▸ **Task instructions**
Reproduce the lines of the records from the one containing "Target: church tower" through the one containing "340 123 L 343", inclusive, changing "church tower" to "bell tower" and keeping everything else identical.

▸ **Input rows**

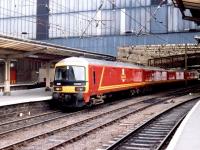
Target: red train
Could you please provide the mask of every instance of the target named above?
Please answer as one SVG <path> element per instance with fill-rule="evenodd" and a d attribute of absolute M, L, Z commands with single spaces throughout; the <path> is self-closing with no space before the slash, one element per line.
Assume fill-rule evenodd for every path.
<path fill-rule="evenodd" d="M 195 71 L 175 71 L 88 58 L 71 57 L 56 64 L 53 100 L 69 107 L 102 103 L 112 93 L 132 95 L 167 85 L 197 80 Z"/>

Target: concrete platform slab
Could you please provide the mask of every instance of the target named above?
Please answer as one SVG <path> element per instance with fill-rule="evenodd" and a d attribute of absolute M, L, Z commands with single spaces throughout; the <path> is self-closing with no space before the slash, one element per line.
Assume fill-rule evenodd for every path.
<path fill-rule="evenodd" d="M 52 92 L 45 91 L 45 88 L 11 91 L 11 96 L 3 96 L 3 92 L 0 92 L 0 106 L 51 100 L 51 98 Z"/>
<path fill-rule="evenodd" d="M 200 101 L 191 109 L 173 136 L 167 150 L 200 149 Z"/>

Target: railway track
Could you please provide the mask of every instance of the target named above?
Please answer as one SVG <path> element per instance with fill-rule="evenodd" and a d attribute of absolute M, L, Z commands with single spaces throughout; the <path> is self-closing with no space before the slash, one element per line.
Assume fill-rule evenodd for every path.
<path fill-rule="evenodd" d="M 180 96 L 180 94 L 181 93 L 178 92 L 178 96 Z M 108 126 L 122 118 L 127 117 L 128 115 L 137 113 L 174 97 L 175 95 L 170 95 L 167 97 L 153 98 L 135 102 L 118 109 L 100 113 L 68 126 L 63 126 L 39 135 L 31 136 L 23 141 L 18 141 L 0 148 L 13 149 L 18 147 L 19 149 L 55 149 L 64 144 L 76 141 L 92 131 Z M 41 145 L 44 147 L 41 148 Z"/>
<path fill-rule="evenodd" d="M 191 90 L 193 89 L 192 88 L 189 88 L 187 90 Z M 173 91 L 171 92 L 170 94 L 167 94 L 166 96 L 171 96 L 171 98 L 173 97 L 172 95 L 175 93 L 176 96 L 180 96 L 180 95 L 183 95 L 185 92 L 189 92 L 189 91 Z M 98 106 L 98 107 L 95 107 L 94 109 L 101 109 L 103 107 L 106 107 L 109 106 L 109 105 L 114 105 L 114 104 L 117 104 L 117 103 L 121 103 L 122 101 L 124 102 L 125 100 L 128 100 L 128 99 L 123 99 L 123 100 L 120 100 L 120 101 L 114 101 L 114 102 L 111 102 L 111 103 L 107 103 L 107 104 L 103 104 L 101 106 Z M 145 100 L 145 102 L 151 102 L 153 100 L 156 100 L 155 98 L 150 98 L 148 100 Z M 143 101 L 141 101 L 143 102 Z M 136 103 L 133 103 L 133 104 L 136 104 Z M 27 129 L 27 128 L 30 128 L 30 127 L 33 127 L 33 126 L 37 126 L 37 125 L 42 125 L 42 124 L 45 124 L 45 123 L 48 123 L 48 122 L 52 122 L 52 121 L 55 121 L 55 120 L 58 120 L 58 119 L 62 119 L 62 118 L 66 118 L 67 117 L 72 117 L 72 116 L 76 116 L 78 114 L 81 114 L 81 113 L 85 113 L 85 112 L 88 112 L 89 110 L 85 109 L 85 110 L 81 110 L 81 111 L 78 111 L 78 112 L 73 112 L 73 113 L 62 113 L 61 111 L 50 111 L 50 112 L 47 112 L 47 113 L 41 113 L 39 115 L 35 115 L 35 116 L 31 116 L 31 117 L 26 117 L 26 118 L 23 118 L 23 119 L 17 119 L 17 120 L 12 120 L 12 121 L 8 121 L 8 122 L 3 122 L 0 124 L 0 137 L 2 136 L 6 136 L 7 134 L 9 133 L 12 133 L 12 132 L 16 132 L 16 131 L 21 131 L 21 130 L 24 130 L 24 129 Z"/>
<path fill-rule="evenodd" d="M 188 111 L 194 106 L 199 98 L 181 103 L 156 117 L 148 120 L 137 129 L 116 138 L 117 141 L 105 150 L 160 150 L 165 147 Z"/>

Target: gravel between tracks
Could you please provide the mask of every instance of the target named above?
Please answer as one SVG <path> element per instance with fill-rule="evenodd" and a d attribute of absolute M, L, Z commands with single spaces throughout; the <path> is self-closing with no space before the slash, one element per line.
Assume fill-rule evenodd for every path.
<path fill-rule="evenodd" d="M 142 101 L 144 99 L 149 99 L 149 98 L 157 97 L 157 96 L 160 96 L 160 95 L 162 95 L 162 94 L 155 94 L 155 95 L 152 95 L 152 96 L 147 95 L 147 96 L 142 96 L 142 97 L 134 97 L 132 101 L 126 100 L 123 103 L 110 105 L 110 106 L 107 106 L 105 108 L 91 109 L 91 110 L 88 111 L 88 113 L 79 114 L 79 115 L 76 115 L 76 117 L 74 117 L 74 116 L 66 117 L 66 118 L 58 119 L 56 121 L 52 121 L 52 122 L 49 122 L 49 123 L 45 123 L 45 124 L 42 124 L 42 125 L 38 125 L 38 126 L 34 126 L 34 127 L 31 127 L 31 128 L 25 129 L 25 130 L 23 130 L 23 132 L 17 131 L 15 133 L 10 133 L 10 134 L 8 134 L 4 137 L 1 137 L 0 148 L 4 147 L 5 145 L 9 145 L 11 143 L 22 141 L 22 140 L 27 139 L 29 137 L 36 136 L 36 135 L 48 132 L 48 131 L 53 130 L 53 129 L 57 129 L 57 128 L 60 128 L 60 127 L 63 127 L 63 126 L 73 124 L 75 122 L 79 122 L 79 121 L 84 120 L 86 118 L 89 118 L 91 116 L 95 116 L 99 113 L 110 111 L 111 109 L 116 109 L 116 107 L 120 108 L 120 107 L 126 106 L 130 103 L 136 103 L 136 102 Z"/>
<path fill-rule="evenodd" d="M 103 145 L 109 144 L 109 142 L 121 135 L 124 132 L 127 132 L 131 128 L 136 128 L 139 124 L 142 124 L 145 120 L 159 114 L 160 111 L 170 108 L 171 106 L 177 105 L 180 102 L 187 100 L 188 98 L 195 97 L 195 95 L 187 95 L 173 100 L 168 100 L 166 103 L 158 104 L 152 106 L 148 109 L 143 110 L 140 114 L 133 114 L 129 117 L 116 122 L 113 125 L 105 127 L 101 130 L 98 130 L 87 137 L 82 138 L 81 140 L 68 144 L 64 147 L 59 148 L 60 150 L 95 150 L 101 149 Z"/>

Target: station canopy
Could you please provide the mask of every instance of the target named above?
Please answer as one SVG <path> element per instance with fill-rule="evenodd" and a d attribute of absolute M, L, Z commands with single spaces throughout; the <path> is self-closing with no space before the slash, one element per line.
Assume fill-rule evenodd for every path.
<path fill-rule="evenodd" d="M 183 19 L 200 25 L 200 0 L 172 0 L 182 13 Z"/>
<path fill-rule="evenodd" d="M 0 34 L 0 59 L 34 58 L 46 61 L 77 56 L 96 59 L 114 60 L 111 55 L 88 52 L 82 49 L 63 47 L 59 45 L 25 40 Z"/>

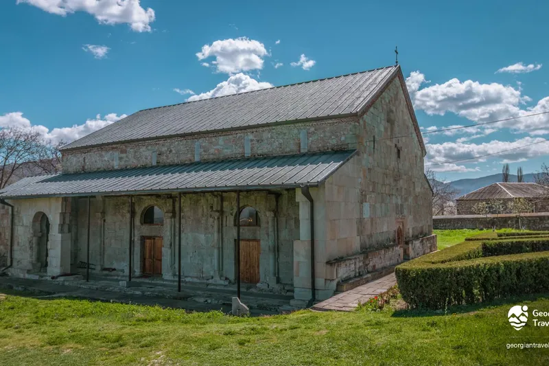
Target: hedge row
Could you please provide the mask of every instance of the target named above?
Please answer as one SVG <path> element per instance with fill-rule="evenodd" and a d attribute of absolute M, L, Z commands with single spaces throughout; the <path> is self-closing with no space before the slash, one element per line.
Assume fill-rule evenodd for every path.
<path fill-rule="evenodd" d="M 401 264 L 395 275 L 407 303 L 440 309 L 549 290 L 546 251 L 547 237 L 468 241 Z"/>
<path fill-rule="evenodd" d="M 498 236 L 506 237 L 506 236 L 530 236 L 539 235 L 549 235 L 549 231 L 505 231 L 503 233 L 498 233 Z"/>

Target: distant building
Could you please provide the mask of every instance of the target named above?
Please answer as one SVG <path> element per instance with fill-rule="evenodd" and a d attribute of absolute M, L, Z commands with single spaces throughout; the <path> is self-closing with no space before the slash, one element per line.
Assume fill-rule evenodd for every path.
<path fill-rule="evenodd" d="M 474 215 L 475 205 L 496 200 L 502 201 L 506 209 L 508 203 L 519 198 L 530 201 L 534 212 L 549 211 L 549 190 L 546 187 L 533 183 L 496 183 L 456 198 L 458 215 Z M 506 209 L 504 213 L 510 212 Z"/>
<path fill-rule="evenodd" d="M 62 152 L 62 174 L 0 190 L 12 275 L 240 279 L 305 304 L 436 248 L 399 66 L 141 111 Z"/>

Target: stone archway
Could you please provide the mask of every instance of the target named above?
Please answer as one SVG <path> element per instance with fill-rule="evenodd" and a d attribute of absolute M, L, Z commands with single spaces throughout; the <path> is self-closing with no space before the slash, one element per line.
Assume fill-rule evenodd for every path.
<path fill-rule="evenodd" d="M 36 212 L 32 219 L 32 269 L 45 272 L 48 264 L 49 219 L 43 212 Z"/>

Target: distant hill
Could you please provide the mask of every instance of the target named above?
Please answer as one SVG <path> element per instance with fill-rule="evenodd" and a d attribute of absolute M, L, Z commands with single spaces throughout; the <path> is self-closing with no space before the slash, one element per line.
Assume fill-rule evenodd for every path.
<path fill-rule="evenodd" d="M 488 175 L 487 176 L 481 176 L 480 178 L 472 178 L 469 179 L 458 179 L 450 182 L 450 185 L 459 191 L 457 197 L 463 196 L 475 190 L 482 188 L 486 185 L 491 185 L 495 183 L 500 183 L 503 181 L 502 174 L 501 173 L 493 175 Z M 534 182 L 534 174 L 529 173 L 524 174 L 523 181 L 526 183 Z M 509 182 L 516 182 L 517 176 L 514 174 L 509 174 Z"/>

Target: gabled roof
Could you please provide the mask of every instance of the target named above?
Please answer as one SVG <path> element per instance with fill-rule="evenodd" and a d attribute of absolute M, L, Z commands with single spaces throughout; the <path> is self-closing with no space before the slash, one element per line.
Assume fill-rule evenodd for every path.
<path fill-rule="evenodd" d="M 76 140 L 62 150 L 358 115 L 399 73 L 399 66 L 390 66 L 145 109 Z"/>
<path fill-rule="evenodd" d="M 25 178 L 1 198 L 222 192 L 320 185 L 354 155 L 332 151 Z"/>
<path fill-rule="evenodd" d="M 456 198 L 461 200 L 492 200 L 504 198 L 532 198 L 547 196 L 549 189 L 533 183 L 496 183 L 482 187 Z"/>

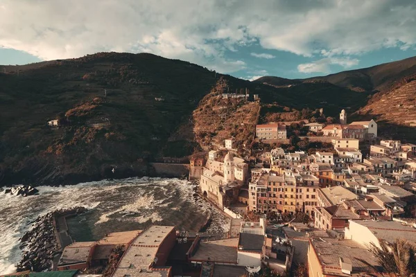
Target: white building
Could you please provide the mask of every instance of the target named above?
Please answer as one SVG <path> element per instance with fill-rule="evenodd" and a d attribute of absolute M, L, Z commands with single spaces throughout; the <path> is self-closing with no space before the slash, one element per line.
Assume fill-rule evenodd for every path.
<path fill-rule="evenodd" d="M 323 124 L 317 123 L 305 124 L 304 126 L 307 127 L 309 129 L 309 131 L 314 132 L 315 133 L 320 132 L 322 129 L 322 128 L 324 127 Z"/>
<path fill-rule="evenodd" d="M 368 134 L 372 134 L 373 137 L 377 136 L 377 123 L 372 119 L 370 121 L 354 121 L 350 125 L 363 125 L 368 129 Z"/>
<path fill-rule="evenodd" d="M 58 126 L 59 125 L 59 120 L 58 119 L 53 119 L 53 120 L 48 121 L 49 126 Z"/>
<path fill-rule="evenodd" d="M 232 142 L 233 138 L 228 138 L 225 140 L 225 148 L 226 149 L 232 149 Z"/>
<path fill-rule="evenodd" d="M 211 150 L 208 153 L 208 159 L 211 161 L 214 161 L 217 157 L 218 152 L 215 150 Z"/>
<path fill-rule="evenodd" d="M 343 125 L 347 125 L 347 111 L 345 109 L 340 114 L 340 123 Z"/>

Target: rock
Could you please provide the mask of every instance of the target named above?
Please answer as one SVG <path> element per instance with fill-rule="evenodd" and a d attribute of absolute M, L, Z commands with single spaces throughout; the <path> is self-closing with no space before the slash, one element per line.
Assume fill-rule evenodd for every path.
<path fill-rule="evenodd" d="M 20 238 L 20 242 L 26 242 L 28 241 L 28 239 L 29 238 L 29 233 L 26 233 L 24 235 L 23 235 L 21 236 L 21 238 Z"/>
<path fill-rule="evenodd" d="M 24 197 L 34 195 L 39 193 L 39 190 L 31 186 L 18 186 L 11 188 L 6 188 L 4 193 L 11 194 L 12 195 L 21 195 Z"/>

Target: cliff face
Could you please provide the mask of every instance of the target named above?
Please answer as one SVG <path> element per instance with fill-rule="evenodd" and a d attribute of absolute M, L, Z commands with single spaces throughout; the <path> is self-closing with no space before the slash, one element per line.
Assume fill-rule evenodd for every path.
<path fill-rule="evenodd" d="M 6 68 L 0 74 L 5 184 L 151 175 L 149 159 L 192 152 L 186 141 L 168 138 L 216 81 L 202 66 L 150 54 L 99 53 Z M 47 126 L 53 119 L 59 127 Z"/>
<path fill-rule="evenodd" d="M 410 62 L 395 64 L 392 80 L 409 75 Z M 406 85 L 387 80 L 385 66 L 379 70 L 382 74 L 374 69 L 361 74 L 372 74 L 379 88 Z M 337 116 L 343 108 L 358 110 L 374 94 L 365 86 L 352 89 L 356 78 L 361 80 L 358 73 L 355 82 L 340 77 L 336 79 L 343 82 L 335 82 L 333 76 L 293 84 L 272 77 L 249 82 L 150 54 L 98 53 L 0 66 L 0 185 L 152 175 L 156 173 L 148 163 L 160 157 L 187 157 L 231 136 L 236 148 L 250 143 L 263 103 L 298 110 L 323 107 L 327 116 Z M 261 104 L 221 97 L 246 91 L 250 100 L 258 94 Z M 372 102 L 383 93 L 374 94 Z M 357 116 L 374 116 L 376 106 Z M 406 112 L 406 118 L 416 116 L 413 109 Z M 47 125 L 53 119 L 58 127 Z"/>

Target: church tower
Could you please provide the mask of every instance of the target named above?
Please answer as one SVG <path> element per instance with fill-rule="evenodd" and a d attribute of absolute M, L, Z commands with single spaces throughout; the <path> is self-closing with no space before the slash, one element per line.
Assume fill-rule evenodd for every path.
<path fill-rule="evenodd" d="M 232 153 L 229 152 L 224 158 L 224 182 L 232 182 L 234 179 L 234 157 Z"/>
<path fill-rule="evenodd" d="M 340 123 L 343 125 L 347 125 L 347 111 L 345 109 L 340 114 Z"/>

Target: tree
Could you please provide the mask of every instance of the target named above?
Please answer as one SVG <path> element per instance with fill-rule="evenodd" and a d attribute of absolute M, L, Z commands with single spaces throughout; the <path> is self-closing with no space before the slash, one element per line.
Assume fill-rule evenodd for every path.
<path fill-rule="evenodd" d="M 279 217 L 278 216 L 277 213 L 275 211 L 268 212 L 266 214 L 266 217 L 267 220 L 271 222 L 275 222 L 279 221 Z"/>
<path fill-rule="evenodd" d="M 395 242 L 389 244 L 385 240 L 381 240 L 380 247 L 372 242 L 370 251 L 385 271 L 399 274 L 400 276 L 416 276 L 416 246 L 409 241 L 397 238 Z M 377 271 L 378 269 L 368 262 L 360 260 Z"/>
<path fill-rule="evenodd" d="M 335 122 L 335 118 L 331 116 L 328 116 L 327 118 L 327 123 L 328 124 L 332 124 Z"/>
<path fill-rule="evenodd" d="M 297 147 L 300 150 L 305 150 L 308 148 L 308 146 L 309 146 L 309 138 L 305 138 L 297 143 Z"/>

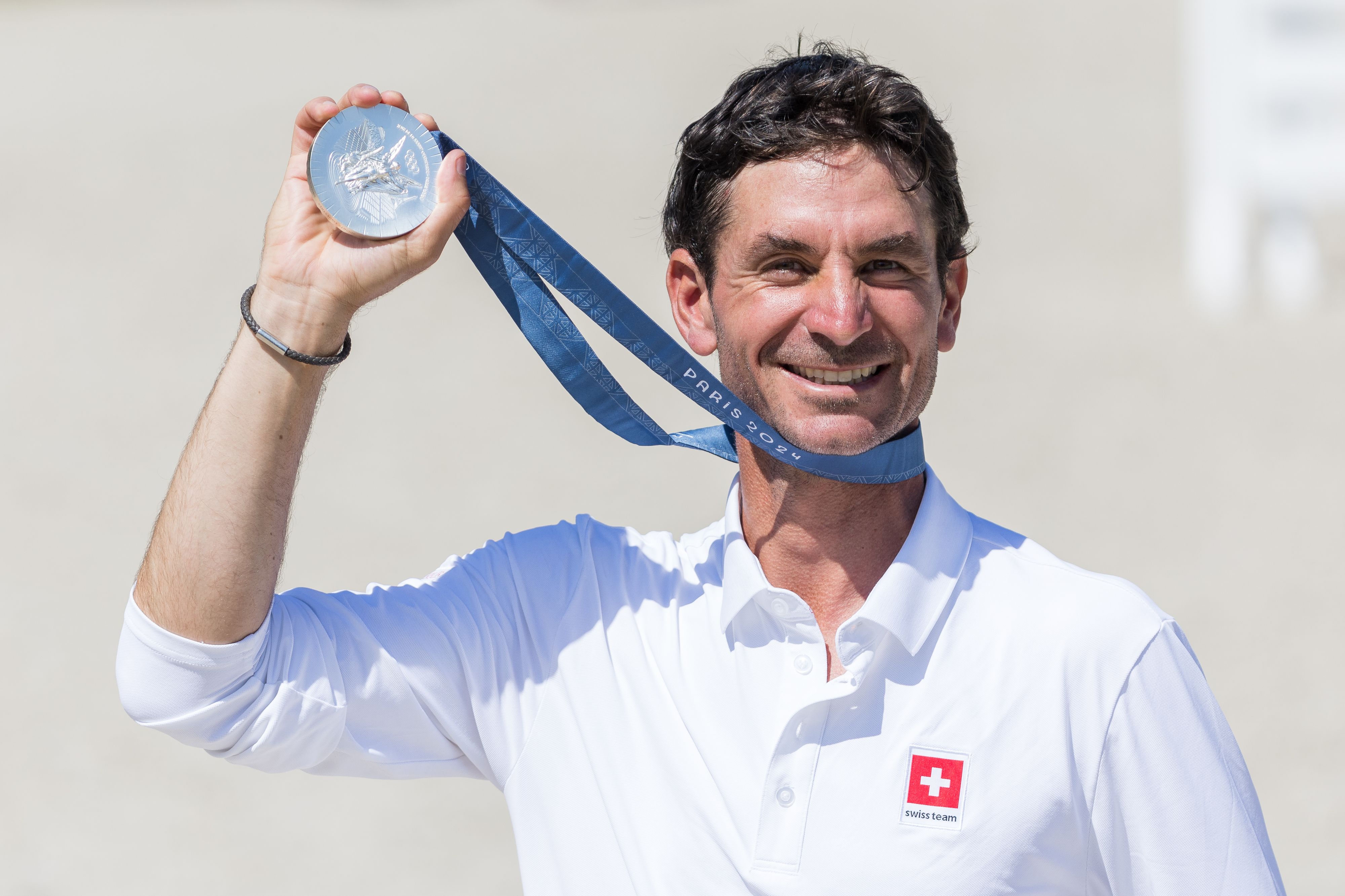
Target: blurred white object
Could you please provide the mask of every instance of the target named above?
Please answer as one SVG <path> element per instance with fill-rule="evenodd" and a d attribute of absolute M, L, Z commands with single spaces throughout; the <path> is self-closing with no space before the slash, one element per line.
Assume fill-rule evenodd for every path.
<path fill-rule="evenodd" d="M 1256 239 L 1271 303 L 1311 305 L 1314 215 L 1345 207 L 1345 0 L 1188 0 L 1185 26 L 1188 281 L 1239 308 Z"/>

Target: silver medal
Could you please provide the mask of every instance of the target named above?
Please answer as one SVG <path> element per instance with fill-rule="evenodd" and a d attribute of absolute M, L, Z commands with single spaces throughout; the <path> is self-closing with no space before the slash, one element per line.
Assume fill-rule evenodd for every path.
<path fill-rule="evenodd" d="M 356 237 L 390 239 L 434 210 L 438 141 L 397 106 L 342 109 L 308 149 L 308 187 L 317 207 Z"/>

▸ **Right answer**
Target: bell tower
Could you please provide the mask of every instance of the target named above?
Please answer as one SVG <path> element per instance with fill-rule="evenodd" and a d attribute of absolute M, L, Z commands with single spaces throughout; the <path> is self-closing with no space before the slash, one element per line.
Assume fill-rule evenodd for every path.
<path fill-rule="evenodd" d="M 232 153 L 229 152 L 224 158 L 224 182 L 232 182 L 234 179 L 234 157 Z"/>
<path fill-rule="evenodd" d="M 340 123 L 343 125 L 347 125 L 347 111 L 345 109 L 340 114 Z"/>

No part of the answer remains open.